List of tasks:
a – In the text on the Vitiaz Strait, who gave the strait its name?
b – Carry on the passage about the Vitiaz Strait from its final sentence.

The Vitiaz Strait is a strait between New Britain and the Huon Peninsula, northern New Guinea.

The Vitiaz Strait was so named by Nicholai Nicholaievich Mikluho-Maklai to commemorate the Russian corvette Vitiaz in which he sailed from October 1870 by way of South America and the Pacific Islands reaching Astrolabe Bay in September 1871.

==Hydrography==
The 1200 m deep Vitiaz Strait "was a focus of attention by Australian and USA oceanographers on voyages in 1985, 1986, 1988, 1991 and 1992 as part of the Western Equatorial Pacific Ocean Circulation Study, WEPOCS".

The New Guinea Coastal Undercurrent transports "high-salinity, low-tritium, high-oxygen, low-nutrient water from the Solomon Sea northwestward along the north coast of Papua New Guinea through the Vitiaz Strait".

However, the surface layer current running through the strait, the New Guinea Coastal Current, experiences a seasonal reversal. In boreal summer (northern hemisphere summer) characterized by the south-easterly monsoon, the westward current dominates; during boreal winter (northern hemisphere winter) under the influence of the northwesterly monsoonal winds, the eastward flow dominates.

==European encounters==
Abel Tasman sighted Umboi Island in the Vitiaz Strait in 1643 but failed to realise that the Strait separated the island from the coast of New Guinea. William Dampier charted the passage now named Dampier Strait between Umboi Island and New Britain in 1700 Dampier had established that the land mass he named New Britain was an island. As he sailed northwesterly through the passage, Dampier charted and named various islands which lay between the Dampier and Vitiaz Straits: Sir George Rook's Island (later Rooke Island, now Umboi Island), Long Island (Arop Island) and Crown Island.

Recorded data:
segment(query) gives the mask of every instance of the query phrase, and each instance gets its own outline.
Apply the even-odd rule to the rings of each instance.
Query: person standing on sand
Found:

Solved problems:
a – Nicholai Nicholaievich Mikluho-Maklai

b –
==World War II==
During the New Guinea Campaign (1942-1945), control of the Vitiaz Strait took on strategic military importance. The Japanese landed two battalions at Lae and Salamaua on the Huon Gulf on 8 March 1942 giving them control of the Dampier and Vitiaz Straits. Japanese forces lost control of the Vitiaz and Dampier Straits after the capture of Finschhafen by Australian troops and the later landing of American forces on New Britain (December 1943). General Douglas MacArthur announced that Rooke Island (now called Umboi Island) had been occupied on Saturday 12 February 1944 by American forces who met no opposition. Allied control was made secure by landings in the Admiralty Islands on 29 February 1944.